■ **GIVEN PROBLEM 1**: Name every city mentioned in the Palace Bar pub guide.
■ **GIVEN PROBLEM 2**: Pick up the Palace Bar pub guide where it stops and write the next part.

■ **QUOTED TEXT**:
Weirdo Guide to Dublin Pubs: The Palace Bar

The exterior of The Palace BarI know it’s been a minute, but between offspring, work, Eurovision and work travel, I had a lot on, so going out anywhere in Dublin wasn’t happening over the past few weeks, though going out in London for delicious cask mild and bitter was a nice bonus of the work travel.

On a side note that, back when I worked for dot-coms in the 1990s would have been a pop-up (this is before pop-up blockers were invented, children), I did very much enjoy a quick pint of ‘modern’ beer at The Kernel, but it’s always cask I seek out when on the Neighbouring Island, though I am happy to continue to report on the small-but-something cask resurgence happening here at places like The Black Sheep and the soon-to-be-reborn-again Underdog. Up North, homebrew stalwarts Get ‘Er Brewed have had a lovely series on cask by Matthew Curtis, and it was a nice coincidence to read the third part this week, especially the note on the cask line at Bullhouse East in Belfast, since I’m headed in that direction this weekend to celebrate a certain beer historian’s birthday. I was fortunate to live in places in the US with easily available cask – indeed, regular cask festivals – in both Philadelphia and Seattle, so I do hope that an increased focus on how great cask can be will encourage more of it on the island of Ireland – and this, dear reader, is where you would have closed your pop-up window, likely with an actual button, possibly animated, at the bottom of your window.

■ **INFORMATION GIVEN**:
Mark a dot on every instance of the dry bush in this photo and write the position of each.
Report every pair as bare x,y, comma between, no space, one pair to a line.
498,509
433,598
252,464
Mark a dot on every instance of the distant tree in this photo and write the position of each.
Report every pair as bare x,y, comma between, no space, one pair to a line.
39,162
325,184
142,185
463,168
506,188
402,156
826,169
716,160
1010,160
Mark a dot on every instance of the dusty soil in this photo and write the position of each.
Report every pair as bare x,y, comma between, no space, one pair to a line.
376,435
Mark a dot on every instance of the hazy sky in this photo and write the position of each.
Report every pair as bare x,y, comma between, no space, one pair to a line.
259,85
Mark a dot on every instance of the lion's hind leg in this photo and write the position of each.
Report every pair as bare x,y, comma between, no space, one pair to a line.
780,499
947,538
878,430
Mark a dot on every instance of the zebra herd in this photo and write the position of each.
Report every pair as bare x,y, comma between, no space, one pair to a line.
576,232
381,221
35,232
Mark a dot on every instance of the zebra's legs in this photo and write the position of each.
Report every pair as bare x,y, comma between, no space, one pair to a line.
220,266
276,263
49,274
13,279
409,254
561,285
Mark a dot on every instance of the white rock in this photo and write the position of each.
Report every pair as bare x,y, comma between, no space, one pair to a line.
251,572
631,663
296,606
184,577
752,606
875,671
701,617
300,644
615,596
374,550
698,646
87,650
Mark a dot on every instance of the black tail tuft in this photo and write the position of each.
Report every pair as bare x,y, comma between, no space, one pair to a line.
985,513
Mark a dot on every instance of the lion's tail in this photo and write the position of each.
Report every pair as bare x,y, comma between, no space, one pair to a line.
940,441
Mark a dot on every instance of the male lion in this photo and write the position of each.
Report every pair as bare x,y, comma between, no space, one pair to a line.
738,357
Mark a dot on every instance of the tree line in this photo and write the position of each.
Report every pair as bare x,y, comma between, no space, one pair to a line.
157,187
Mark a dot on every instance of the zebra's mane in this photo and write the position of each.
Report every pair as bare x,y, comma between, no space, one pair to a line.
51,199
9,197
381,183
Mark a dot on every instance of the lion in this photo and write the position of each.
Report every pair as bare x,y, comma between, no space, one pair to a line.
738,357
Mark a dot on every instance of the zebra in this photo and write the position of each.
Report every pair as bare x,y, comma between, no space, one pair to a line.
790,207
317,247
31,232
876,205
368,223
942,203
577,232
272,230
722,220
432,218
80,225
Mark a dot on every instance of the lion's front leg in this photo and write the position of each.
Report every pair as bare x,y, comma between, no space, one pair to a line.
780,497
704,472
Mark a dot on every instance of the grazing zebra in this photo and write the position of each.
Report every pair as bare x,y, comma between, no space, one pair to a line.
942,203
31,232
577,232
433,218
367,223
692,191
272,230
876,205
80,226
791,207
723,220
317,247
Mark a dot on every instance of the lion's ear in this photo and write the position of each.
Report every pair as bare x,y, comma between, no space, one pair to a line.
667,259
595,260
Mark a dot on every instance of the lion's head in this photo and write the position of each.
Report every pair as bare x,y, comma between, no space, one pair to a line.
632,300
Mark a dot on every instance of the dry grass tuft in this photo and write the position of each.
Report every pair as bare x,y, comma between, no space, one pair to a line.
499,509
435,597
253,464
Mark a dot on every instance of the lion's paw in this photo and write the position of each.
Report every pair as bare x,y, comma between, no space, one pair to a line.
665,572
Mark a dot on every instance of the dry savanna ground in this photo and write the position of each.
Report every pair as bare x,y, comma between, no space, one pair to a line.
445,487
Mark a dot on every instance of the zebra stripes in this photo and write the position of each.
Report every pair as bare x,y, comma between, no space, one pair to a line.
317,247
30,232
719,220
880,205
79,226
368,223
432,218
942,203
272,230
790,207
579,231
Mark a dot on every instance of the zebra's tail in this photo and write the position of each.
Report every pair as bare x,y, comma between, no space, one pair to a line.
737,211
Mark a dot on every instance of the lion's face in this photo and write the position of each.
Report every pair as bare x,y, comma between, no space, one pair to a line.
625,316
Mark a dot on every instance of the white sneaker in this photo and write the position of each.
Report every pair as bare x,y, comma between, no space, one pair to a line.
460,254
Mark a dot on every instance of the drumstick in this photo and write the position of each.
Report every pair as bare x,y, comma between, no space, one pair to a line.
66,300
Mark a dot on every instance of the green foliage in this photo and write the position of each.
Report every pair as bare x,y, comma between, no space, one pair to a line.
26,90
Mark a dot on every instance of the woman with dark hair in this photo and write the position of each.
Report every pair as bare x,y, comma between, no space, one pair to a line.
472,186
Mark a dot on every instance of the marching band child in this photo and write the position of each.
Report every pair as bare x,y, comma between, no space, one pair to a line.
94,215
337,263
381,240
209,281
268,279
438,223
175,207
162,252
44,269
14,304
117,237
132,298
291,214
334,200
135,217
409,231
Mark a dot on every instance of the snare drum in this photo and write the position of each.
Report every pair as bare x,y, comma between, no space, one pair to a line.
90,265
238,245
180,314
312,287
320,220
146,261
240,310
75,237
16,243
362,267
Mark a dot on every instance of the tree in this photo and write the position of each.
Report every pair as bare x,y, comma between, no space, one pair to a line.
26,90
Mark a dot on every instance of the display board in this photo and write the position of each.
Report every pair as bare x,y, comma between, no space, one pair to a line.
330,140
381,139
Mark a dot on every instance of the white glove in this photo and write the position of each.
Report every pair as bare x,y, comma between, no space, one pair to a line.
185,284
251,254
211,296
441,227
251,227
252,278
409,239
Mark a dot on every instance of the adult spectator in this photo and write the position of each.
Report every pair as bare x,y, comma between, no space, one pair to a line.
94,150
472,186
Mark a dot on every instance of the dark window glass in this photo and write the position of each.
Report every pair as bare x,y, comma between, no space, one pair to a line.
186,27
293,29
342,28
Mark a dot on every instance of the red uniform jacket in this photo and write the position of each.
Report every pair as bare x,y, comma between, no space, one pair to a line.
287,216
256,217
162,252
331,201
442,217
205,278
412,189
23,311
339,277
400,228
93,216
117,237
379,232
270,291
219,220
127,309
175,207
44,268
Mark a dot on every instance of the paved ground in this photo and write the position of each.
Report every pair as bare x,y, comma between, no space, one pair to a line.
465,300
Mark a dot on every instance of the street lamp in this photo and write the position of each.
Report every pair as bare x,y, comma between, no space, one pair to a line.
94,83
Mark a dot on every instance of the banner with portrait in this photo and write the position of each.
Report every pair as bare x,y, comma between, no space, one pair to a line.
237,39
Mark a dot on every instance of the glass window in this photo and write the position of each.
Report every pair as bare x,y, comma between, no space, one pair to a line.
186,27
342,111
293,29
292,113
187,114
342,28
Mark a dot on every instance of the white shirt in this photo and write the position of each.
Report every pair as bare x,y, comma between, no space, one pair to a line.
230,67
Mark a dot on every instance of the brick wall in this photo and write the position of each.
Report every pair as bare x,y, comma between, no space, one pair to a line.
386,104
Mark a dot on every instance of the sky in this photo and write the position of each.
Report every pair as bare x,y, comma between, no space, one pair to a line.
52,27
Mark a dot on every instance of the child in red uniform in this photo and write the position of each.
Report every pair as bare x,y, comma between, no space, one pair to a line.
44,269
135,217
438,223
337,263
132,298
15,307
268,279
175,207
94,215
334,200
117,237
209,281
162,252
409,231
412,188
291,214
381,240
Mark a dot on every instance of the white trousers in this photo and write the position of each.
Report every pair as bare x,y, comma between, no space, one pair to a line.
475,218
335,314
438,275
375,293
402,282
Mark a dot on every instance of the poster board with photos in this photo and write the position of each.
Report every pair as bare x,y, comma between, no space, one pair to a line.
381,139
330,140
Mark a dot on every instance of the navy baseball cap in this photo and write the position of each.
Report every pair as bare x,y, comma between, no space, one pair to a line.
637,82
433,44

■ **EXERCISE OUTPUT 1**: Dublin, London, Belfast, Philadelphia, Seattle

■ **EXERCISE OUTPUT 2**:
The stained glass inside The Palace BarAnd so back to regular service, and this week’s Dublin pub – which does contain unused (or possibly entirely prop) hand pulls, as it happens – but we’ll give it a pass. We’re heading back into more touristy realms and crossing the river to the south side, but only just; The Palace Bar sits in between visitor hotspots like Temple Bar and Trinity College (plus, uh, the National Wax Museum), but I’ve always found it a pleasant place to stop in, even with a crowd, as you can still get beers from Rye River or The White Hag in addition to your Guinness, plus a top-notch whiskey selection. And it has a proper history to it – the Victorian interior is genuine, not the sort of ersatz mix you find in IrIsH pUbS elsewhere (and, regrettably, even in Dublin, sometimes – anyone who spends much time in my neighbourhood knows exactly which recently-renovated pub I’m likely being wildly unfair about; honestly, all would be forgiven if they would just put in one local craft line – sorry, yet another digression). But from its beautiful exterior which regularly features on the sort of ‘pubs of Dublin’ posters tourists buy at Carrolls to the dark-wood interior, it would be well worth a look-in, even without the welcome variety of beers, though I’m partial to the (often less crowded) back room with its glorious stained glass. Indeed, Publin has an entire feature on stained glass in Dublin pubs that is also well worth your time.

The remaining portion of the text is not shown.